** start **
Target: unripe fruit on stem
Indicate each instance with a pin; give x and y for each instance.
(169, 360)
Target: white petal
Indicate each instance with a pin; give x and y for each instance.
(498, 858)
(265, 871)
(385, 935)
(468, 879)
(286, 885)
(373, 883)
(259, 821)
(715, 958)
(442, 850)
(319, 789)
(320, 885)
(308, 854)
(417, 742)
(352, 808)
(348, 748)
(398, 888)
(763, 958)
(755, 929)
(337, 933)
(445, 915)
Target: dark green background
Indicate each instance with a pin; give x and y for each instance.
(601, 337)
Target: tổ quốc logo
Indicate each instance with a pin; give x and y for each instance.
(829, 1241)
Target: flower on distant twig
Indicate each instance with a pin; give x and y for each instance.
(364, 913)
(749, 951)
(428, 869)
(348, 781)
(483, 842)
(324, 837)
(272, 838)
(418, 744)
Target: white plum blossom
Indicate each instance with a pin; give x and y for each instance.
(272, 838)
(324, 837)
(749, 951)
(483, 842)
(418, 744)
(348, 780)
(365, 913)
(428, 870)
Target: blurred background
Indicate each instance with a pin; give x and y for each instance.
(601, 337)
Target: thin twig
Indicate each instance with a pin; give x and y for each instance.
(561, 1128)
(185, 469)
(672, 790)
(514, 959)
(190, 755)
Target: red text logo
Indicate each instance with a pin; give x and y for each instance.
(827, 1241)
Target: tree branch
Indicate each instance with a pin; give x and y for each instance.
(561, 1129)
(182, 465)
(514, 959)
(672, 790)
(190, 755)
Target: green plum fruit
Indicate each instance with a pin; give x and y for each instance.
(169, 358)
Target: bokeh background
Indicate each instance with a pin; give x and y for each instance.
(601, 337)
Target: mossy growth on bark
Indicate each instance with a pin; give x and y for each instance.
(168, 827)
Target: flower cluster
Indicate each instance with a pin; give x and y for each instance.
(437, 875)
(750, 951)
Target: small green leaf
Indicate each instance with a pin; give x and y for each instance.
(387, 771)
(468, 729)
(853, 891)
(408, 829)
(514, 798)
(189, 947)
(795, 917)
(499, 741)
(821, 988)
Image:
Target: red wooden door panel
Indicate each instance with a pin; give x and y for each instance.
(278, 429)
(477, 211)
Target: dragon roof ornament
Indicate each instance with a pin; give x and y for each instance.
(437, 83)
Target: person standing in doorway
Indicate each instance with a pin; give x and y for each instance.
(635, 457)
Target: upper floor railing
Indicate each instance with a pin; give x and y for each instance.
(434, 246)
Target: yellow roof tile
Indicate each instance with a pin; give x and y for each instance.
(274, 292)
** end **
Exercise directions: Output the full listing without altering anything.

Worked answer:
Target: unripe fruit on stem
Indicate each instance with a pin; give x and y for each instance.
(169, 360)
Target: white petal
Indicate each instance with a pin; give x and y for each instance.
(498, 858)
(265, 871)
(385, 935)
(468, 879)
(286, 885)
(373, 883)
(259, 821)
(715, 958)
(442, 850)
(319, 789)
(320, 885)
(308, 854)
(417, 742)
(352, 808)
(348, 748)
(398, 888)
(763, 958)
(755, 929)
(337, 933)
(445, 915)
Target: dark green background
Indicate each instance with a pin; give x and y for each instance.
(601, 337)
Target: tổ quốc logo
Indicate each instance with a pin; give x and y for each instance.
(829, 1241)
Target: flower on distant twig
Indicate each instance with a pin; give x and y for each instance.
(364, 913)
(749, 951)
(428, 869)
(348, 781)
(483, 842)
(324, 837)
(272, 838)
(418, 744)
Target: white plum blossom
Indicate each instance with a pin; give x and y for each instance.
(272, 838)
(324, 837)
(749, 951)
(483, 842)
(418, 744)
(348, 780)
(365, 913)
(428, 870)
Target: blurred background
Indicate each instance with a pin; give x and y for each instance.
(601, 337)
Target: thin twig
Indicate each instance with a pin; give x and y for each instance.
(561, 1128)
(185, 469)
(672, 790)
(514, 959)
(190, 755)
Target: red text logo
Indicate each instance with a pin; give x and y for each instance.
(827, 1241)
Target: tree branch
Indicate each instance with a pin; give x and y for each instance.
(561, 1129)
(182, 465)
(514, 959)
(672, 790)
(190, 755)
Target: green plum fruit
Indicate each instance with a pin; give x and y for each instance.
(169, 358)
Target: bokeh background
Indicate each instance with a pin; give x and y for each instance.
(601, 337)
Target: mossy growth on bark
Indicate each instance with a pin; give x and y for each instance.
(168, 827)
Target: flower cluster
Indicate each instance with a pin; give x and y for each instance.
(437, 875)
(750, 951)
Target: small green leaf
Indicate each instance with a pin; give x and y for each instance.
(387, 771)
(468, 729)
(853, 891)
(408, 829)
(514, 798)
(189, 947)
(795, 917)
(499, 741)
(821, 988)
Image:
Target: red wooden door panel
Indicate each instance with a pin; give x and y for each instance.
(278, 429)
(477, 211)
Target: dragon roof ornament
Indicate each instance with a pin; give x and y for each instance.
(437, 83)
Target: person standing in doorway
Indicate each instance with a pin; give x and y for each instance.
(635, 457)
Target: upper floor railing
Indicate each instance with a pin; give x and y for each instance.
(434, 246)
Target: yellow roof tile
Indicate each instance with a pin; give x and y for each instance.
(274, 292)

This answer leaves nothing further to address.